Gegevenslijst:
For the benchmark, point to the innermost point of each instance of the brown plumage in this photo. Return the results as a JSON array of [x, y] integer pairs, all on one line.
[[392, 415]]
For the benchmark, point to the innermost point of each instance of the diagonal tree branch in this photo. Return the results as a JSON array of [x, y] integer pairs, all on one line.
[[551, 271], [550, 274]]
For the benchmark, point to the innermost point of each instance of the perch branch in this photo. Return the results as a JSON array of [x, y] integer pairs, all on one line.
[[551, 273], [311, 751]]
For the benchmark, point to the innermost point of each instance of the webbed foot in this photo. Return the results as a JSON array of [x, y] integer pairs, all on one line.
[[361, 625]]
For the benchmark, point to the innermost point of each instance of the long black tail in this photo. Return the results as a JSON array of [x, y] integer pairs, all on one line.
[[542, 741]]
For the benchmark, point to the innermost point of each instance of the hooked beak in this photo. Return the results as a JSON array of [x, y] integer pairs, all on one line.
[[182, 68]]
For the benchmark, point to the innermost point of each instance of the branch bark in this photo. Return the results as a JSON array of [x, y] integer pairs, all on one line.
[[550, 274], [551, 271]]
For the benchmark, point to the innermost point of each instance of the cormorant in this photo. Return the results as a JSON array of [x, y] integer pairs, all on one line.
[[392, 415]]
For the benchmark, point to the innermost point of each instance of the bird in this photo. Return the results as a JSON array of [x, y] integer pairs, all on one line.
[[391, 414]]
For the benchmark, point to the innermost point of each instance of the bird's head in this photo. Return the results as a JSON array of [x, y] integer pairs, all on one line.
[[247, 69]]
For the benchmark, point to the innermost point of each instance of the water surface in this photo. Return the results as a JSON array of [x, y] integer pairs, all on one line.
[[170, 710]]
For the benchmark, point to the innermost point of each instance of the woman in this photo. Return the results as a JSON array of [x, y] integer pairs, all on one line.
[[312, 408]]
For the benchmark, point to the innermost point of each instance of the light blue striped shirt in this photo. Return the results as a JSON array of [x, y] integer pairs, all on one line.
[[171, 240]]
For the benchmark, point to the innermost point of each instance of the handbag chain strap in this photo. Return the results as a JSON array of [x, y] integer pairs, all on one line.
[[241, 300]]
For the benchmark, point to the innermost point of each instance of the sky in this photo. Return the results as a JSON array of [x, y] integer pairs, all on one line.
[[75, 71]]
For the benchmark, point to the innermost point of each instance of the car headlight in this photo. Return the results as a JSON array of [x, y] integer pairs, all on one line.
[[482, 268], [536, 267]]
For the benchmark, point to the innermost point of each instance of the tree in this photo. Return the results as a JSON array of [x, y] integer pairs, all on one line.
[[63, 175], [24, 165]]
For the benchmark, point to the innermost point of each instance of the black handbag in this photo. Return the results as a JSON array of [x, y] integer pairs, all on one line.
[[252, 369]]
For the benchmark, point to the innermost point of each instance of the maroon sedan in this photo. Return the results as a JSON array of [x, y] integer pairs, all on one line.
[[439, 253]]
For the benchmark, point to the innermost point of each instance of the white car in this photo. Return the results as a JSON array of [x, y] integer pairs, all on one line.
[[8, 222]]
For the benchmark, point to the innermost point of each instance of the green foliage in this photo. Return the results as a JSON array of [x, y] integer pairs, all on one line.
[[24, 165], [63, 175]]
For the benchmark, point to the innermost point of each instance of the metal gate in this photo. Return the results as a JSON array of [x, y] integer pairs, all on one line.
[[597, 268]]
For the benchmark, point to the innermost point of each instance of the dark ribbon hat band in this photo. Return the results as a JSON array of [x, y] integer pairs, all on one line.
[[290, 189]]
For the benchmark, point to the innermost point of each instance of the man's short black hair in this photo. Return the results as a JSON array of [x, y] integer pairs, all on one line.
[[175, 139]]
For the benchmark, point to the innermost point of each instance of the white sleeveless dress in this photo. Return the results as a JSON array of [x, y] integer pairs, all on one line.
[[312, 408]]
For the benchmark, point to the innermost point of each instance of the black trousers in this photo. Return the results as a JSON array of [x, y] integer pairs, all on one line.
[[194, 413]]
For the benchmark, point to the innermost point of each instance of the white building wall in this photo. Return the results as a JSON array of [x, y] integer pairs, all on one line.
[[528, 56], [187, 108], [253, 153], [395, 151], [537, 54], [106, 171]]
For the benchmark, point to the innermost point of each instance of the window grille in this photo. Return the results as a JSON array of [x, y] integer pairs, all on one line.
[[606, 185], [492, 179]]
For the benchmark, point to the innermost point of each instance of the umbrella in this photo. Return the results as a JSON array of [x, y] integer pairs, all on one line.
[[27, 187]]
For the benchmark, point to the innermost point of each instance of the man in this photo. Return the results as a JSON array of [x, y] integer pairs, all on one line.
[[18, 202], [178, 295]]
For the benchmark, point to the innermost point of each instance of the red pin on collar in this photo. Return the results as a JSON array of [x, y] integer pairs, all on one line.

TAAKVEREISTEN:
Schrijf de regels vanaf de regel met "the white building" tot en met de regel met "54], [106, 171]]" opnieuw uit en vervang daarin "white building wall" door "white building facade", terwijl al het overige gelijk blijft.

RESULTAAT OEFENING:
For the benchmark, point to the innermost point of each instance of the white building facade in this photo. Return the results as a JSON array of [x, y] integer pairs, all on one line.
[[528, 56], [187, 108], [253, 153], [395, 151], [537, 54], [106, 171]]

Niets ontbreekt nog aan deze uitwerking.